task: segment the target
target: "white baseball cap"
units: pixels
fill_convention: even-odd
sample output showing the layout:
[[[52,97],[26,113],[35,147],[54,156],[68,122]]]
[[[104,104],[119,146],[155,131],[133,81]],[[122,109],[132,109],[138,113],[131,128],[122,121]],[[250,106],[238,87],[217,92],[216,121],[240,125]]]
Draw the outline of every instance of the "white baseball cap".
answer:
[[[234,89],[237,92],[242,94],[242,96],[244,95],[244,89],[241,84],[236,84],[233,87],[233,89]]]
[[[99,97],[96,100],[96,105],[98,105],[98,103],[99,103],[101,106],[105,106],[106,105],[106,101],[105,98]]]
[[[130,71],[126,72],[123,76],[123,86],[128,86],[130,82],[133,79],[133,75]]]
□ □ □ □ □
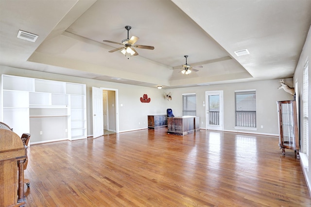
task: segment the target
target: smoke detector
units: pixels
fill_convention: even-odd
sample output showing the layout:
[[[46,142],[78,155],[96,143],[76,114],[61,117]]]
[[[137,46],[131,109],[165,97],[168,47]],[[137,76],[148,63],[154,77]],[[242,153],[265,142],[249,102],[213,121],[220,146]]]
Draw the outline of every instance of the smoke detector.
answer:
□ □ □ □ □
## What the task asks
Return each line of the entries above that contains the word "every", treating uppercase and lowercase letters as different.

## Completed task
Draw the outline of every instance of the "white baseball cap".
Draw the outline of every instance of the smoke detector.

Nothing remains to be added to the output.